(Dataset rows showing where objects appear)
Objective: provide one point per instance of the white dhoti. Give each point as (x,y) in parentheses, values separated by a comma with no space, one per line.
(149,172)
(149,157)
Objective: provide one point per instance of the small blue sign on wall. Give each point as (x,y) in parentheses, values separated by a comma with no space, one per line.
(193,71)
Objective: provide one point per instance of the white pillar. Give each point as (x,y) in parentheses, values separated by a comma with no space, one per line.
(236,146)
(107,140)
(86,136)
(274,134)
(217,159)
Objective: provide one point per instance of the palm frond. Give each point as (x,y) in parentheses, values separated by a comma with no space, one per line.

(WHAT IS REQUIRED) Turn the rows above into a Markdown table with two columns, No. and Line. Give each line its own number and leave out any blank lines.

(ANSWER TO THE EXERCISE)
| No. | Line |
|---|---|
| 1 | Objective: provide one point per instance of the white dhoti. Give each point as (x,y) in parentheses, values separated by a comma with no space, one per line. |
| 2 | (149,172) |
| 3 | (149,157) |
| 4 | Objective: provide one point per instance of the small blue sign on wall. Give each point as (x,y) in parentheses, values separated by a comma with no space, one per line. |
| 5 | (193,71) |
| 6 | Objective: provide one point per instance of the white pillar. Give each point as (x,y) in parentheses, values separated by a comma with no space, one per line. |
| 7 | (236,146) |
| 8 | (107,140) |
| 9 | (86,136) |
| 10 | (274,134) |
| 11 | (217,159) |
| 12 | Objective: provide one point per instance of the palm frond. Give each point as (x,y) in parentheses, values separated by a comma with no space, one per line. |